====== Given information ======

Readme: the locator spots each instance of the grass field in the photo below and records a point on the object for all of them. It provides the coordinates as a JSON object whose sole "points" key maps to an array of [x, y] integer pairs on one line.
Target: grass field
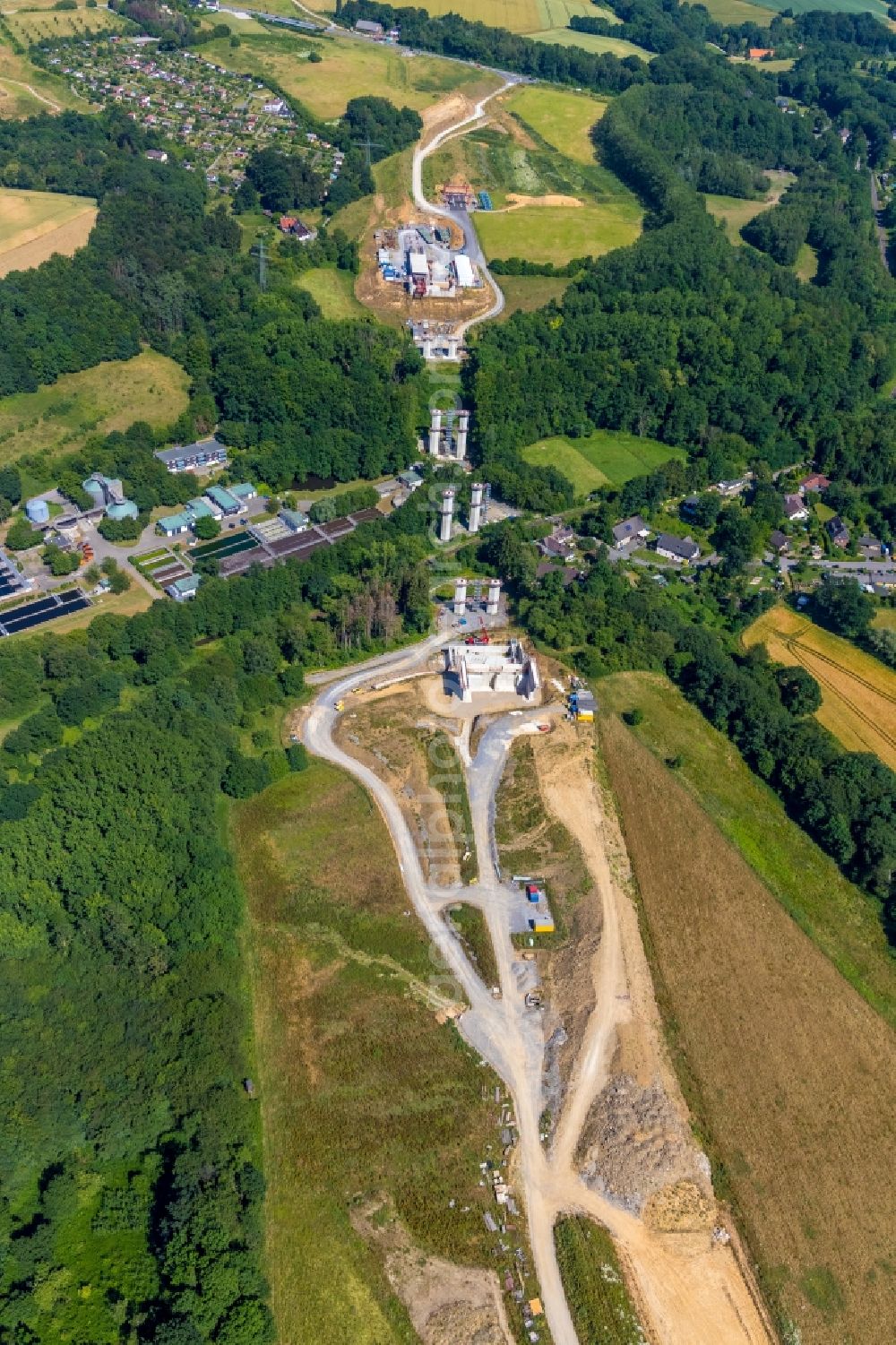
{"points": [[788, 1071], [739, 11], [34, 225], [46, 24], [112, 396], [839, 918], [806, 265], [558, 233], [561, 117], [592, 42], [595, 1289], [362, 1091], [737, 212], [349, 69], [529, 16], [525, 293], [334, 292], [24, 91], [874, 7], [606, 458], [858, 693]]}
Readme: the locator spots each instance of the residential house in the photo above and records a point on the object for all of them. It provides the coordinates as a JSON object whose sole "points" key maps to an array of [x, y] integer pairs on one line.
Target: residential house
{"points": [[225, 501], [295, 228], [631, 530], [837, 530], [796, 509], [207, 453], [814, 483], [680, 549], [568, 572], [731, 490], [556, 547], [183, 588]]}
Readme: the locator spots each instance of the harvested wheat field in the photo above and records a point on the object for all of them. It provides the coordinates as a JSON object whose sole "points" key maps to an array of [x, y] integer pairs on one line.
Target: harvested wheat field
{"points": [[34, 225], [858, 693], [788, 1073]]}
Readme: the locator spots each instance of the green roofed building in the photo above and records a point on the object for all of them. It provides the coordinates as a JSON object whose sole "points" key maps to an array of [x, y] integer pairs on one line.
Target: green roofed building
{"points": [[174, 523], [227, 502], [244, 493]]}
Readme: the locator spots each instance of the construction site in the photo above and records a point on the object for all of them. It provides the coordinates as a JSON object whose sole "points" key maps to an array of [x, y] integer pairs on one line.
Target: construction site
{"points": [[470, 725], [420, 257]]}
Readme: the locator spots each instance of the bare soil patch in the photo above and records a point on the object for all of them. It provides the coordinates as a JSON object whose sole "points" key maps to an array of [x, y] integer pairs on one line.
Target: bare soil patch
{"points": [[447, 1304], [788, 1071], [517, 201], [388, 730]]}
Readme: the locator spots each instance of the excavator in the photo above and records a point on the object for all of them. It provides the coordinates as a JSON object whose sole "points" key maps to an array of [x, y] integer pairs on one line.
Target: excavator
{"points": [[480, 636]]}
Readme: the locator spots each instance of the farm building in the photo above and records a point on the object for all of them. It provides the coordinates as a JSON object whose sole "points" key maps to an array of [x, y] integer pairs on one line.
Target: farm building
{"points": [[680, 549], [207, 453]]}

======

▶ What you should do: Copy all of the records above word for word, leaving out the pictures.

▶ Output of the exercise:
Readme: the locator spots each instance of the grass field in the photo below and records a point on the object for all of them. It provides the coordinates as a JSON object whose sole "points" key maps to an array of [x, y] integer pairs on one line.
Target: grass field
{"points": [[788, 1071], [739, 11], [34, 225], [46, 24], [112, 396], [839, 918], [806, 265], [558, 233], [561, 117], [592, 42], [595, 1289], [362, 1091], [737, 212], [349, 69], [529, 16], [525, 293], [334, 292], [24, 91], [874, 7], [606, 458], [858, 693]]}
Readme: the locator spots each instance of the residential house in the photo above and records a point on the object for all of them. It provides the coordinates as a JSON object whose sole "points" key maps to an array of [x, y] integer pairs on one line.
Target: residential house
{"points": [[225, 501], [295, 228], [631, 530], [837, 530], [796, 509], [207, 453], [814, 483], [680, 549], [568, 572], [731, 490], [556, 547], [183, 588]]}
Readme: the locator spots each instance of the harvested wheat field in the photo above and records a point on the object for all of them. It provides the coordinates as a JSON object whose sole "points" key maps to an array of [x, y] integer pairs on one line.
Target: harvested wheat field
{"points": [[34, 225], [858, 693], [788, 1073]]}
Readme: the locator spots each instance of the green roofed building in the photo above and records a point on the object for all of them. It provides the coordinates as a JSON object whose sole "points" key maps to an array of [x, y] integer pairs on one line.
Target: green roofed building
{"points": [[174, 523], [227, 502], [244, 493]]}
Readme: the locator spots each instance of the construction site in the photo above and records a point on the object for all of them. It provides the coordinates as a JSON object whose sole "points" key maps to an array of [x, y] integer pairs on one line.
Target: construction site
{"points": [[470, 725], [420, 257]]}
Readme: the locator spots each instance of the bare soil patch in the photo above and records a point on the object for all of them. It provides the coordinates as a JSON object whose sole "points" key maps to an array of [x, y] integer pairs on one line.
Target: bare soil patch
{"points": [[447, 1304], [788, 1071], [517, 201], [388, 730]]}
Readme: the locator spots each instance of the excavator in the photo above and records a point on the object for all of them. It provides the coordinates as a JSON object whose sole "points" key maps to an array of [x, y] integer pairs on one line.
Target: excavator
{"points": [[480, 636]]}
Readme: the locator spots each instance of the farm building in the photo above and records a point on the object for all of them. It provides the coordinates as a JSON object whose sole "points" key maps to an array of [x, y] integer pairs on one line.
Target: farm building
{"points": [[680, 549], [207, 453]]}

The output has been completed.